Passage shown:
German 'Baby Drop' Gets First Customer

ByABC News
July 5, 2000, 10:16 AM

July 5 -- Germanys controversial baby bank a drop slot for unwanted infants has announced its first successful adoption.

A baby girl left anonymously two months ago at a Hamburg clinic is well and living with her adoptive parents.

When the program for unwanted babies was launched in April, critics blasted it as an abomination a recycling center creating disposable children for the disposable society.

Proponents argued the baby bank offers troubled mothers a safe place to leave unwanted babies that may otherwise be abandoned or even killed. They feel vindicated by the successful rescue of the programs first foundling.

How It Works

A mother can approach the drop-slot without being watched by cameras, pull down the waist-high metal door, slip her infant into a baby carrier, close the door and walk away.

A silent alarm sounds, a camera watching the carrier turns on, and the baby is monitored until a nurse arrives.

Data shown:
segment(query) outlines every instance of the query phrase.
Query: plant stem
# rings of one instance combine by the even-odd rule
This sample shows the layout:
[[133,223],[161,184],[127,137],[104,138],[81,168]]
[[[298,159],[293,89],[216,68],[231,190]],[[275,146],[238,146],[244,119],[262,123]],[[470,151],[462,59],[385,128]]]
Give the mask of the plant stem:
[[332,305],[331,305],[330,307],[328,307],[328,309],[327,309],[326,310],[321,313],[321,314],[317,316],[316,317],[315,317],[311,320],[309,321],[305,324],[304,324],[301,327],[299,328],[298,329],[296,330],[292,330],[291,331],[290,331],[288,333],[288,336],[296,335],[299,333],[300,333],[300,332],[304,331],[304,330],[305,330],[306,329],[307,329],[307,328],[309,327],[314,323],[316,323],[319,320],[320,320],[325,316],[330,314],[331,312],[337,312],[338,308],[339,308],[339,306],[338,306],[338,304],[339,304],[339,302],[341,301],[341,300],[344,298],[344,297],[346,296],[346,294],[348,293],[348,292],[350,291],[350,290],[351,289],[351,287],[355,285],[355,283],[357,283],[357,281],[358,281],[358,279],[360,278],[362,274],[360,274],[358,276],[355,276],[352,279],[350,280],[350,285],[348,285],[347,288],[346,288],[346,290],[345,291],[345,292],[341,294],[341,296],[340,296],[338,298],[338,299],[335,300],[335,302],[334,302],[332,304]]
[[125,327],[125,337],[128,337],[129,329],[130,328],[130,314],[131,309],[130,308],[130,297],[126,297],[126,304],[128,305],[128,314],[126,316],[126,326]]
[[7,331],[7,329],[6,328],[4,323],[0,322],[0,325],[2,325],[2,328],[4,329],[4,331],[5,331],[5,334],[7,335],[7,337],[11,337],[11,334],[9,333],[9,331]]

Work order: Can you continue the news article about Germany's "baby drop" past its last sentence?

Solved exercise:
The program, Operation Foundling, was launched in Hamburg with the intent of reducing the growing number of abandoned babies.

In Germany, the number of newborn babies found dumped in trash bins and cardboard boxes, left to die by desperate or disturbed mothers, has been growing.

First Foundling

The first baby-drop infant was slipped into the slot in May. The alarm went off and a medical worker recovered her in seven minutes.

Doctors say the baby girl was born about three weeks prematurely and the mother apparently had cut the umbilical cord herself, tying it with just a string.

The organization waited to announce the babys arrival because under German law, the mother had eight weeks to reconsider and reclaim the child.